Segment Start: Data listing
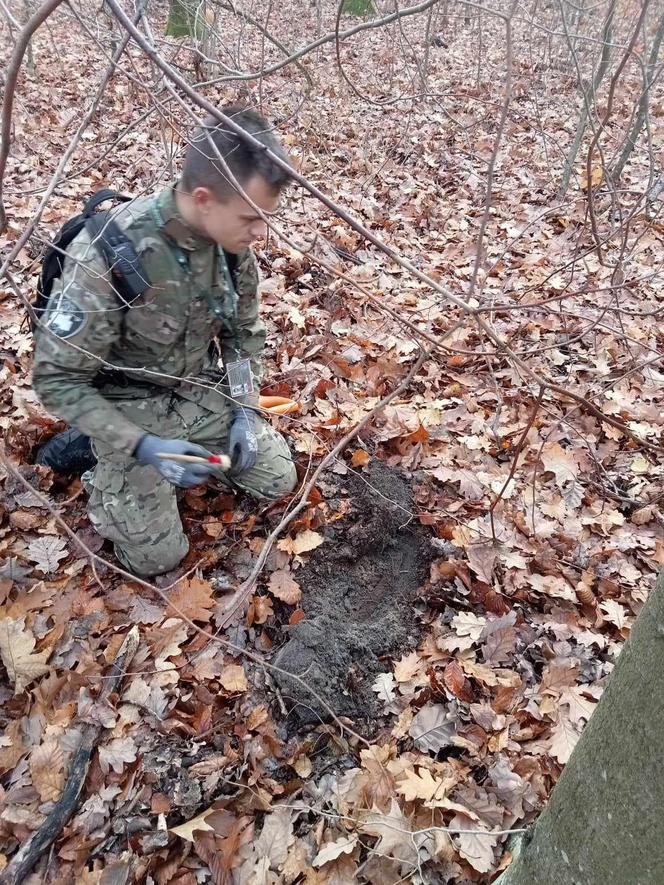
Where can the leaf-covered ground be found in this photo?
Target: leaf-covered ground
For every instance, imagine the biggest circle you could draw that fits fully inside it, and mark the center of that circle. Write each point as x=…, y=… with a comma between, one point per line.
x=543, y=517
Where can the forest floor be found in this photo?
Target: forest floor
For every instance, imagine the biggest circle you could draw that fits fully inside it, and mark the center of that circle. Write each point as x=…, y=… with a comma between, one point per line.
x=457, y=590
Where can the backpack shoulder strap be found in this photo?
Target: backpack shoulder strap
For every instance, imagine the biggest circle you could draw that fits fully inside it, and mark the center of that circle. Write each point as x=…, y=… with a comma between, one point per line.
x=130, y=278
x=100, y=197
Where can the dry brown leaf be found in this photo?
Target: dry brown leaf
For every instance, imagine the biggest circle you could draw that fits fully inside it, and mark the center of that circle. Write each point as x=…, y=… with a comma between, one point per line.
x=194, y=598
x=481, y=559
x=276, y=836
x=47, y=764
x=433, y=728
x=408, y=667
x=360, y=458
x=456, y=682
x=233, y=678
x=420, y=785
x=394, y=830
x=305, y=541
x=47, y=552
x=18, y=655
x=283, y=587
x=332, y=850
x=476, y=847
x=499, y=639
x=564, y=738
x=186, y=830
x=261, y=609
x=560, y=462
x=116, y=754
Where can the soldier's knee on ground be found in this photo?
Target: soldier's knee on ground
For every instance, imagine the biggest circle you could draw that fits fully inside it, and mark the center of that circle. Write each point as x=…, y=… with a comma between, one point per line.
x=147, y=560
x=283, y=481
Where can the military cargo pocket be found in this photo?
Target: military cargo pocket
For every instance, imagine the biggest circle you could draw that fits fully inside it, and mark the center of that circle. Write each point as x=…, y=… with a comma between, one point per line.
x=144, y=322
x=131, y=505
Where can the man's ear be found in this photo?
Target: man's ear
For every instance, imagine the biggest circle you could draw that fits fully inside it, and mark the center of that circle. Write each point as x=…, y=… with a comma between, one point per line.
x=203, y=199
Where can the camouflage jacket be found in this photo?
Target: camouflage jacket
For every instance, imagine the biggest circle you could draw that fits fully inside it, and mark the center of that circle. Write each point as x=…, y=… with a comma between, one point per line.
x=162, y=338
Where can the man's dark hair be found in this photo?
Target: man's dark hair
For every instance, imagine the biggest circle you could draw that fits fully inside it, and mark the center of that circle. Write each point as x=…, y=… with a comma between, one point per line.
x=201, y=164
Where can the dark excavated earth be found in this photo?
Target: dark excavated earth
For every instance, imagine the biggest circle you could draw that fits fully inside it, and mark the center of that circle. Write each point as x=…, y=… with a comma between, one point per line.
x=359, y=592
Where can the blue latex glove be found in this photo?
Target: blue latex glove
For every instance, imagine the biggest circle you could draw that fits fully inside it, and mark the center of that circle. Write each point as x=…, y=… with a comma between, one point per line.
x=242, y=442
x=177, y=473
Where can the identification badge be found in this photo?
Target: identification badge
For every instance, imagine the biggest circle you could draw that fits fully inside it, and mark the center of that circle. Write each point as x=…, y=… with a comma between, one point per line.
Segment End: Data listing
_Work instruction_. Tally the lines of the material above that include the string "military", then give only the tally.

_Result below_. 2